◆ **REQUIREMENT 1**
List the alternative words Kevin suggests politicians may mean instead of "deeply humbled" in the forum thread below.

◆ **DOCUMENT SEGMENT**
begin
# I am deeply humbled . . . . .



## Kevin (Nov 11, 2016)

@SENC @duncsuss why do so many politicians misuse this word? I was watching TV at one of my family's house and they were flipping back and forth between the normal propaganda stations playing reruns of acceptance speeches and a common theme was politicians who won, but said they were "deeply humbled". What's up with that? Don't they mean "honored" or "grateful" or even "indebted"?

Reactions: Like 1 | Agree 2


----------



## duncsuss (Nov 11, 2016)

Quite right, Kevin. "I am deeply humbled" means "I have been humiliated" -- which is what might happen later when they are caught with their hand in the cookie jar and they're impeached, of course.

I suspect they believe it means the same thing as "I am your humble servant" -- but there's a world of difference between being humble and being humbled.

Reactions: Like 1 | Thank You! 1 | Agree 1


----------



## Kevin (Nov 11, 2016)
end
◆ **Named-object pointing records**
begin
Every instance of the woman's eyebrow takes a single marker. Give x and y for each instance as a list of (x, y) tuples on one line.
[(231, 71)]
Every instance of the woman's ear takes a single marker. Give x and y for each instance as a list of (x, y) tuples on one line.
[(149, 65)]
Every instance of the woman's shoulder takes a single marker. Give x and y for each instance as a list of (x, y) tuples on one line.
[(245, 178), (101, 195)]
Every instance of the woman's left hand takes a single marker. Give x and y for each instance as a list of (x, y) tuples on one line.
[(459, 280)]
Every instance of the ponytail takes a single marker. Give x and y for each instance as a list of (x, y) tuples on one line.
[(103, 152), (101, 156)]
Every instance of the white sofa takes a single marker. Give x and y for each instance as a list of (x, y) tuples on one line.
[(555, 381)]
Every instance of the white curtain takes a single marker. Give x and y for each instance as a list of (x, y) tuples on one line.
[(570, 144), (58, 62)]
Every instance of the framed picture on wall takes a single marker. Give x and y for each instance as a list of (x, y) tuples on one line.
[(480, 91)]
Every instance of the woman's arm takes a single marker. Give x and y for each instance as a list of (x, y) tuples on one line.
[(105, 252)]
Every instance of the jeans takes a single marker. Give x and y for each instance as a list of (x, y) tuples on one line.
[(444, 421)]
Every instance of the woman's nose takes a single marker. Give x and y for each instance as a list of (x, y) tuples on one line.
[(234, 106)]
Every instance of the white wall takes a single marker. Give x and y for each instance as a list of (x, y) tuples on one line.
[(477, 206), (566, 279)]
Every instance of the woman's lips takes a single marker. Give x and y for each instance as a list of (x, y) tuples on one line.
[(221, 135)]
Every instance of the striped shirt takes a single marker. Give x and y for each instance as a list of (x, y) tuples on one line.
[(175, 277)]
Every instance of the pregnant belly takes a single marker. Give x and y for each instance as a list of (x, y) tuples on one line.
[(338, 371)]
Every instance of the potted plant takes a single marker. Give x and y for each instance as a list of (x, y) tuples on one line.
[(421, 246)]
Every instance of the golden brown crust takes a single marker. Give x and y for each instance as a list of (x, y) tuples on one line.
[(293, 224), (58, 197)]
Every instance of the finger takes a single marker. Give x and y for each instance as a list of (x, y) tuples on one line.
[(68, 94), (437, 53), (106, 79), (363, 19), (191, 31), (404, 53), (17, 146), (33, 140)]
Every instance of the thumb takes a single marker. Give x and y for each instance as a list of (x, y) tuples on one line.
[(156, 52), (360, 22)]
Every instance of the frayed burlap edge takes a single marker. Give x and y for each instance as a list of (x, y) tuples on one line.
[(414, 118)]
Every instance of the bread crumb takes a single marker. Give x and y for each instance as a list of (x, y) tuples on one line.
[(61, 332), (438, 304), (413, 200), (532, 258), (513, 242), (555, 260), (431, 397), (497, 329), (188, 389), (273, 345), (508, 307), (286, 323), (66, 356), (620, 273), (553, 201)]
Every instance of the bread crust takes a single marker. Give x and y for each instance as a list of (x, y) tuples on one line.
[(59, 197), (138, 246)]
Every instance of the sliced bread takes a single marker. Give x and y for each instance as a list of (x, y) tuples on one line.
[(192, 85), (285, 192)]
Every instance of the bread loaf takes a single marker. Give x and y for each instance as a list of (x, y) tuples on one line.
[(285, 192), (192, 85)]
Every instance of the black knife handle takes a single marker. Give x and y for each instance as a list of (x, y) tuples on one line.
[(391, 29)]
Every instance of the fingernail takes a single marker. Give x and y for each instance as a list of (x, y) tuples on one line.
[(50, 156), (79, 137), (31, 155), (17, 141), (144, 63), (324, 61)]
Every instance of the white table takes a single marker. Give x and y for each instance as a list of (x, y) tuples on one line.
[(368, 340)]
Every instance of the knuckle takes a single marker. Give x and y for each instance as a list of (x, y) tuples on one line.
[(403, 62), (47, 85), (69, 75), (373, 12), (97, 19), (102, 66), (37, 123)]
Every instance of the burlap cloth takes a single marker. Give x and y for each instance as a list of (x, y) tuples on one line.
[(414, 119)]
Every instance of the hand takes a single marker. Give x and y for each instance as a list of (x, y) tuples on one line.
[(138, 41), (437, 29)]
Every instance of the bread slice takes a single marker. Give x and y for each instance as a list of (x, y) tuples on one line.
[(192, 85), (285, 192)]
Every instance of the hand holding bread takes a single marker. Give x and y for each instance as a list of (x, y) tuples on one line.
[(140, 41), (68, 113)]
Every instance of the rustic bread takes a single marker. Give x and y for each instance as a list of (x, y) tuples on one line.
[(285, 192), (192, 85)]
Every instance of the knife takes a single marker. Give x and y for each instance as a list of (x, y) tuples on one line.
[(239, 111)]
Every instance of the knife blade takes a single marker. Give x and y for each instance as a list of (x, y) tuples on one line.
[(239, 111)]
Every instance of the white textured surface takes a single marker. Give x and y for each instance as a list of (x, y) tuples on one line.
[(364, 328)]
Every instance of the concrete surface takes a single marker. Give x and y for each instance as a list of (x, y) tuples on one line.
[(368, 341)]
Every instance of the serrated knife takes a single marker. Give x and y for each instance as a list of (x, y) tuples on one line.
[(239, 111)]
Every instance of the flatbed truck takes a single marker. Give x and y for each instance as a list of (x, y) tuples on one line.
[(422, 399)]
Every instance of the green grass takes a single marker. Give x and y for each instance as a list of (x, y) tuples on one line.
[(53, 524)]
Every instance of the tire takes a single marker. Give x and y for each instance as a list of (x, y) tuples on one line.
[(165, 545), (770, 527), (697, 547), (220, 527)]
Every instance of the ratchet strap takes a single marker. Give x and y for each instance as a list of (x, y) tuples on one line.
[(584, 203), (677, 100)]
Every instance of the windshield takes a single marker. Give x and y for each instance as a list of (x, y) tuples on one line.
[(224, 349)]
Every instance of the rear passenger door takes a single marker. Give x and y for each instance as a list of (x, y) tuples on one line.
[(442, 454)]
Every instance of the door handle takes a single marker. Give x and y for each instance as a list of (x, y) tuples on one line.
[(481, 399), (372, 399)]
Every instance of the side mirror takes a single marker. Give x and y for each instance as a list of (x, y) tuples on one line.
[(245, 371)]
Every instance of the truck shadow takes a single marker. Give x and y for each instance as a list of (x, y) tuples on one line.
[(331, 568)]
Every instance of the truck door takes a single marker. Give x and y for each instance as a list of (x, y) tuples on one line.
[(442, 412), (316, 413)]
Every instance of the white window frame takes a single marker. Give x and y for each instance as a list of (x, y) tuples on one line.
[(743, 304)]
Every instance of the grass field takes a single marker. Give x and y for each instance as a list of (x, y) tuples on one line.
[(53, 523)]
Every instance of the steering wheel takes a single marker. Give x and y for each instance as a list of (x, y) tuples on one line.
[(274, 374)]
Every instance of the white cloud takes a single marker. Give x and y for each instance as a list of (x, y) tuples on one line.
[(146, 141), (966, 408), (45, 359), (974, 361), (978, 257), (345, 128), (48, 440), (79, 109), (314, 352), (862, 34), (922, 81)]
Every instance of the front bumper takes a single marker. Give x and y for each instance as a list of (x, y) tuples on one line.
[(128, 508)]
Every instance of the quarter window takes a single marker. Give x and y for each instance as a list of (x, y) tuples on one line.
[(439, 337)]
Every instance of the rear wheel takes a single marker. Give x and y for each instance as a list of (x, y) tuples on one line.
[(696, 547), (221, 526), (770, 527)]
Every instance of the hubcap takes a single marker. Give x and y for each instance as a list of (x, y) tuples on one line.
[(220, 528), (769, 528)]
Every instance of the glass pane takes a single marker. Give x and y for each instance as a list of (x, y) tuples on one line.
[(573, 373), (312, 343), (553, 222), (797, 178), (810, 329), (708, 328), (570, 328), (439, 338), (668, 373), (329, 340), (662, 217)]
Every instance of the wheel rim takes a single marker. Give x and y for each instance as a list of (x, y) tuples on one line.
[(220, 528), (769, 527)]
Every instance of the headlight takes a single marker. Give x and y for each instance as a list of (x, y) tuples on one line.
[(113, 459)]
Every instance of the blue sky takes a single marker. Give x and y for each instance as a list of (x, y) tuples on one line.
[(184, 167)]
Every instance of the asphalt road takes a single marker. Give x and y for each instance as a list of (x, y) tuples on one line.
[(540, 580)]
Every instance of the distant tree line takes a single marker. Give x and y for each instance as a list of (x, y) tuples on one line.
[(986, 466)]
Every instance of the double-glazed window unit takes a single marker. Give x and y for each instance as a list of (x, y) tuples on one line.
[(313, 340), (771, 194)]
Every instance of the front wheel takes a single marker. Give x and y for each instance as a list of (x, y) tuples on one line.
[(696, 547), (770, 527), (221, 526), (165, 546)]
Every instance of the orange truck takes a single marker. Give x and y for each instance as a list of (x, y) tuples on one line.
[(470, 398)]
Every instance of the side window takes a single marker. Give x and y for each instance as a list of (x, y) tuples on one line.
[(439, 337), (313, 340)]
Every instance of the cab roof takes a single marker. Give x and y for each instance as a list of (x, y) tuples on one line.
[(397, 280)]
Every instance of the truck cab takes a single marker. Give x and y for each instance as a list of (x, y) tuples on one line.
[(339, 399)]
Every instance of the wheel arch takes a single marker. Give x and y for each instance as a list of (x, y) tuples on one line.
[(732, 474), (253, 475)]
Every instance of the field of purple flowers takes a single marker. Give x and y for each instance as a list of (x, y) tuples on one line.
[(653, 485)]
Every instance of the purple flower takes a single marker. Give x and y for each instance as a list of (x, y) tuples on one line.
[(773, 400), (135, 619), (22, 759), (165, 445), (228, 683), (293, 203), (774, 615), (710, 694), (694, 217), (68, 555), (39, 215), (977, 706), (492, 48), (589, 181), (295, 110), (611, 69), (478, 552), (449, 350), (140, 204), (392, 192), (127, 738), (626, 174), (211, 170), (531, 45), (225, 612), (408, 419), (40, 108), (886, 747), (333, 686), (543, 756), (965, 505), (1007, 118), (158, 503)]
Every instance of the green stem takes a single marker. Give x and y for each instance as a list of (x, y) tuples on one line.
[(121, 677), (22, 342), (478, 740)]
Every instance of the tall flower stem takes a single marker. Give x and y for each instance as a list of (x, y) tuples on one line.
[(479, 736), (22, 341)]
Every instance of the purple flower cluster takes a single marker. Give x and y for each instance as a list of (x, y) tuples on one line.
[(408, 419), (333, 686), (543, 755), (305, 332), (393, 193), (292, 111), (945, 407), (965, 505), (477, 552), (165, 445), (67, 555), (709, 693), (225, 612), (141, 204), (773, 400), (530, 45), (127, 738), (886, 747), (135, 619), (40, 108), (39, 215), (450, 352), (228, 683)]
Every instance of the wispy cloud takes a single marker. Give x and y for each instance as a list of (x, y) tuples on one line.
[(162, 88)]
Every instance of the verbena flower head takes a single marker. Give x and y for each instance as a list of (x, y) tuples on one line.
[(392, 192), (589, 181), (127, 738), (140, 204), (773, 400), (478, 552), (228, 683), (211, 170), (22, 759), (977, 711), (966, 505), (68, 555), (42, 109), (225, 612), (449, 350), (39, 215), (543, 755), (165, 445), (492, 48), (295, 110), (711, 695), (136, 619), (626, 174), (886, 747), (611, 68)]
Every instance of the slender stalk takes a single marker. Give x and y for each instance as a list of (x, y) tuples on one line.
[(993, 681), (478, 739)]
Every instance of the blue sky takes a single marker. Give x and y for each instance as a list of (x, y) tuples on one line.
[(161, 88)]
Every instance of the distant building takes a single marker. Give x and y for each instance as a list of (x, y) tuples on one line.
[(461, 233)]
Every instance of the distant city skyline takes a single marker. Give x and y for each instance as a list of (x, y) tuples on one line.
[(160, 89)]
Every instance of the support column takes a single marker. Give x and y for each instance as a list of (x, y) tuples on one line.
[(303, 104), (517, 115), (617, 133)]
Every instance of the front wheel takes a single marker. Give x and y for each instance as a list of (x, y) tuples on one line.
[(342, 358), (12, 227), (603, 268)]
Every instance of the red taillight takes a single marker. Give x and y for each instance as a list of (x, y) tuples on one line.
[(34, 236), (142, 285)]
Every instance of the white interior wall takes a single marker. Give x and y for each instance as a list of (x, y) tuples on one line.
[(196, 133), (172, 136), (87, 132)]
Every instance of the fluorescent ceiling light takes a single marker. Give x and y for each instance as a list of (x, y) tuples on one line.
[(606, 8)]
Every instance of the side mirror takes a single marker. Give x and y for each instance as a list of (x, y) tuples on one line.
end
◆ **REQUIREMENT 2**
Within the entries, switch "wheel arch" to "wheel well" in the stretch that opens with the line containing "Every instance of the side window" and closes with the line containing "[(162, 88)]". Return only those lines, with everything else unchanged.

◆ **FULL OUTPUT 1**
honored, grateful, indebted

◆ **FULL OUTPUT 2**
Every instance of the side window takes a single marker. Give x and y for each instance as a list of (x, y) tuples on one line.
[(439, 337), (313, 340)]
Every instance of the cab roof takes a single marker. Give x and y for each instance as a list of (x, y) tuples on one line.
[(397, 280)]
Every instance of the truck cab takes a single marker. Give x and y for each instance as a list of (x, y) tuples on one line.
[(339, 399)]
Every instance of the wheel well takes a single marker. Give x and y for each instance as a list of (x, y) tuples on one line.
[(732, 474), (253, 475)]
Every instance of the field of purple flowers takes a single marker. Give x and y for each instance as a list of (x, y) tuples on one line.
[(653, 485)]
Every instance of the purple flower takes a single marker. Give x and y for each instance as a list of (x, y) tuples on one line.
[(773, 400), (135, 619), (22, 759), (165, 445), (228, 683), (293, 203), (774, 615), (710, 694), (694, 217), (68, 555), (39, 215), (977, 706), (492, 48), (589, 181), (295, 110), (611, 69), (478, 552), (449, 350), (140, 204), (392, 192), (127, 738), (626, 174), (211, 170), (531, 45), (225, 612), (408, 419), (40, 108), (886, 747), (333, 686), (543, 756), (965, 505), (1007, 118), (158, 503)]
Every instance of the green stem takes a single marker. Give x and y for each instance as a list of (x, y) tuples on one line.
[(121, 677), (22, 342), (478, 740)]
Every instance of the tall flower stem takes a single marker. Give x and y for each instance as a list of (x, y) tuples on one line.
[(479, 736), (22, 341)]
Every instance of the purple flower cluster takes a single marker. Give x and y for each instance as a list of (x, y) tuples on one line.
[(408, 419), (333, 686), (543, 755), (305, 332), (393, 193), (292, 111), (945, 407), (965, 505), (477, 552), (165, 445), (67, 555), (709, 693), (225, 612), (141, 204), (773, 400), (530, 45), (127, 738), (886, 747), (135, 619), (40, 108), (39, 215), (450, 352), (228, 683)]
Every instance of the wispy cloud takes a single marker. Give x and y for each instance as a list of (x, y) tuples on one line.
[(162, 88)]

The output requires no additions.